Do this ::
Reproduce every one of the items below word for word, keeping each line as it appears.

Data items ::
____________
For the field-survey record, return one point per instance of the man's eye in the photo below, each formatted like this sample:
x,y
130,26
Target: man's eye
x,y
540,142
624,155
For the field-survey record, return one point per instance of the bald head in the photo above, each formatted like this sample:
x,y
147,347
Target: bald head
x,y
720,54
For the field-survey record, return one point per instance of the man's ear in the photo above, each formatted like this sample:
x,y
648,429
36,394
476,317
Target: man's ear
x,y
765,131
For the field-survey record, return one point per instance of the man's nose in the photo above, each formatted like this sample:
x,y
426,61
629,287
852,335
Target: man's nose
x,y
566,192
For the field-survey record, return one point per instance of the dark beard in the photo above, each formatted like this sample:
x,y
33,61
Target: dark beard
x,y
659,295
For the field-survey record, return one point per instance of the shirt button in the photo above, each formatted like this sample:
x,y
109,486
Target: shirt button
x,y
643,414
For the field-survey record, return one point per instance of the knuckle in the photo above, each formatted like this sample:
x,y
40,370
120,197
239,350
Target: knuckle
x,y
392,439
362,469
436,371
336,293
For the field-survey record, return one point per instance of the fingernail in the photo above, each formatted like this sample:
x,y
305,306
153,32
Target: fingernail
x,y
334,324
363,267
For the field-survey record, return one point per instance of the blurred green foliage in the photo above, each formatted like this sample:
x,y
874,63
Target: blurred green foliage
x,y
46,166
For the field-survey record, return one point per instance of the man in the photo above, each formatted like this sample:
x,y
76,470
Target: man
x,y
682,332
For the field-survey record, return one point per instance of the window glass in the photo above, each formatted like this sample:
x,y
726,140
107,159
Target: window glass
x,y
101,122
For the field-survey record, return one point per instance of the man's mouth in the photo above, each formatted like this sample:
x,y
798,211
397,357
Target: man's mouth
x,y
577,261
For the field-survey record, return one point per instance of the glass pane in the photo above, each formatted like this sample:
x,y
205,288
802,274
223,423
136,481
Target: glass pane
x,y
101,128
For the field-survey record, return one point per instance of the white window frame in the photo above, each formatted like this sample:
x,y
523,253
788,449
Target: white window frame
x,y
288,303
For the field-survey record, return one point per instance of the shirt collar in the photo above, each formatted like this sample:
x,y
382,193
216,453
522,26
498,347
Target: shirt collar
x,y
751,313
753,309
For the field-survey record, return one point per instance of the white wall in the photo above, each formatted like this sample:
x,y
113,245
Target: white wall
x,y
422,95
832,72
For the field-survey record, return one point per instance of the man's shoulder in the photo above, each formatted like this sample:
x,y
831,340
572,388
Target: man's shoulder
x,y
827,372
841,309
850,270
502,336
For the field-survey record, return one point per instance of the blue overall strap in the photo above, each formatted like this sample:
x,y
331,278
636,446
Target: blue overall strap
____________
Written solution ::
For the field-survey record, return one point per instance of the man's eye in the photo below, each formatted like this sample:
x,y
130,26
Target: man's eye
x,y
540,142
624,155
For the field-survey record, return one point per instance of the bald head in the photo above, each formatted like this sample:
x,y
147,347
Target: bald head
x,y
720,54
For the field-survey record, return one point per instance of the man's ear in the photo above, each formatted like this sample:
x,y
648,429
36,394
476,317
Target: man's ear
x,y
765,131
For the field-survey record, return one point per instance of the man's nose in the photo above, each formatted like this sample:
x,y
426,61
629,287
852,335
Target: man's nose
x,y
566,192
For the field-survey record, return one point per instance of the dark beard in the photo above, each formatted like this sample:
x,y
33,61
Target: dark beard
x,y
659,295
For the field-survey record, return one point per instance of the shirt button in the photo above, each formatted like this sample:
x,y
109,486
Target: shirt button
x,y
643,414
For the field-survey record, return one point per instance of the knuckle in the photo above, each formatted like this sample:
x,y
40,370
120,197
239,350
Target: knuckle
x,y
392,439
362,469
436,371
336,293
For the field-survey record, return one point per instance of the fingernail in the photo above, each formatted like this sample:
x,y
305,306
153,32
Target: fingernail
x,y
334,324
363,267
For the field-survey record, return one point per instance of the blurred green foliage in the photo above, each formatted like this sample:
x,y
874,63
Target: blurred green foliage
x,y
46,166
For the field-survey record, return one point per instance of the man in the photo above, each formatted like this sample:
x,y
76,470
Target: man
x,y
682,332
For the field-survey record, return one point per instance of the window glass in the photo above, each formatted like this sample:
x,y
726,140
107,159
Target: window glass
x,y
101,122
For the field-survey record, return one point per instance of the man's mouth in the photo above, each formatted like this sample:
x,y
798,211
397,357
Target: man's mouth
x,y
577,261
For the field-survey record, return one point per instance of the glass pane in the photo above, each formatted like this sample:
x,y
205,288
802,274
223,423
136,481
Target: glass pane
x,y
101,128
For the field-survey record, return one point per instance of the white window frame in the photo above, each formatted like this sample:
x,y
523,253
788,449
Target: white window frame
x,y
288,303
For the field-survey record, return one point per instance of the shirt collar in the photo above, each formatted like this sample:
x,y
382,193
216,453
522,26
498,347
Target: shirt collar
x,y
751,313
753,309
For the field-survey record, return one point per instance of the white wall in the photo above, each formatted like this sample:
x,y
113,245
Target: white wall
x,y
422,95
832,72
For the field-survey record, return one point per instance of the man's shoulder in the photo above, each formatted like this sample:
x,y
831,340
572,388
Target: man's shoulder
x,y
827,372
841,309
850,270
502,336
For the field-survey record, return one point per instance of the blue overall strap in the photo above, each formatted like this sample:
x,y
331,278
636,446
Target: blue overall strap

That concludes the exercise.